(Natural language region descriptions)
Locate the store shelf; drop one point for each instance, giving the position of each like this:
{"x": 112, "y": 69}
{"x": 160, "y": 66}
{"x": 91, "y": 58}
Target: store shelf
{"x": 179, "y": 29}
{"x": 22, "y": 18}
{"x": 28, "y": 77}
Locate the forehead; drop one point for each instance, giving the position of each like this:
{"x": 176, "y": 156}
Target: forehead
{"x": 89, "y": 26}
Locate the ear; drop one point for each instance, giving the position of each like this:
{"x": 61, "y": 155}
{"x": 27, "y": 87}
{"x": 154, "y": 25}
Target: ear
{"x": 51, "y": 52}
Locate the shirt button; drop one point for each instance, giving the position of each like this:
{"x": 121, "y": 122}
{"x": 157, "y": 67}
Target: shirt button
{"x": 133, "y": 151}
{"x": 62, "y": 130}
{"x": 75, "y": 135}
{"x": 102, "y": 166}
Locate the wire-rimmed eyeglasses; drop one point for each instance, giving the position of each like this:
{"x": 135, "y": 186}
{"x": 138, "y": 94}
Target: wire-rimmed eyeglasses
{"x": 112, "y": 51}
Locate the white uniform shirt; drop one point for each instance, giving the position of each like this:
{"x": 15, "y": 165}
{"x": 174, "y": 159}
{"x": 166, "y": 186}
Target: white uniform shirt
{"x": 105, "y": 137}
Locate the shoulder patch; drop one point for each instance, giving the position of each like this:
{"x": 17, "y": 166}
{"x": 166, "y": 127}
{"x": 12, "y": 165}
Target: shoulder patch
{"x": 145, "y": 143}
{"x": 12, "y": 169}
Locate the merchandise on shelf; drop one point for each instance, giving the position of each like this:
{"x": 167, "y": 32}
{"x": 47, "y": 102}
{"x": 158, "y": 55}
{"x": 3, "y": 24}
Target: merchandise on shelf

**TASK OBJECTIVE:** Line by line, please reproduce the records exactly.

**SOLUTION BELOW:**
Locate the store shelf; drop one point for each instance, giving the position of each like this:
{"x": 112, "y": 69}
{"x": 160, "y": 66}
{"x": 91, "y": 58}
Target: store shelf
{"x": 179, "y": 29}
{"x": 22, "y": 18}
{"x": 28, "y": 77}
Locate the forehead; drop one point for each instance, giving the position of each like this:
{"x": 176, "y": 156}
Target: forehead
{"x": 89, "y": 26}
Locate the ear; drop one point for each instance, giving the position of each like this:
{"x": 61, "y": 155}
{"x": 27, "y": 87}
{"x": 154, "y": 25}
Target: ear
{"x": 51, "y": 52}
Locate the shirt button; drop one point for each instance, giving the position of each like this:
{"x": 121, "y": 122}
{"x": 157, "y": 67}
Target: shirt button
{"x": 133, "y": 151}
{"x": 62, "y": 130}
{"x": 75, "y": 135}
{"x": 102, "y": 166}
Locate the wire-rimmed eyeglasses; drop one point for each instance, giving the position of each like this:
{"x": 135, "y": 186}
{"x": 138, "y": 94}
Target: wire-rimmed eyeglasses
{"x": 112, "y": 51}
Locate the white uniform shirt; drop one point for each instance, giving the position of each like this:
{"x": 15, "y": 165}
{"x": 174, "y": 159}
{"x": 166, "y": 186}
Target: white uniform shirt
{"x": 105, "y": 137}
Locate the shoulder patch; drop one point for each instance, giving the position of each like this:
{"x": 17, "y": 166}
{"x": 166, "y": 127}
{"x": 12, "y": 165}
Target: shoulder patch
{"x": 145, "y": 143}
{"x": 12, "y": 169}
Locate the merchandise on shelf; drop one point for each instance, giving the position of each like this:
{"x": 167, "y": 32}
{"x": 47, "y": 102}
{"x": 158, "y": 55}
{"x": 3, "y": 24}
Target: merchandise on shelf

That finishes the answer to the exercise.